Excerpts from a location annotation dataset:
************

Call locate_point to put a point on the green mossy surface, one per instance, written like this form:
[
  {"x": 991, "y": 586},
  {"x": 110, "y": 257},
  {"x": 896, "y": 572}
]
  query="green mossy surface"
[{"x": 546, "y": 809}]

************

Format all of the records above as a JSON array of strings, with one string for each line and no blank lines.

[
  "Call locate_point to put a point on the green mossy surface, one per instance, written like this form:",
  "[",
  "  {\"x\": 991, \"y\": 586},",
  "  {\"x\": 110, \"y\": 257},",
  "  {\"x\": 896, \"y\": 572}",
  "]",
  "  query=\"green mossy surface\"",
  "[{\"x\": 546, \"y\": 809}]"
]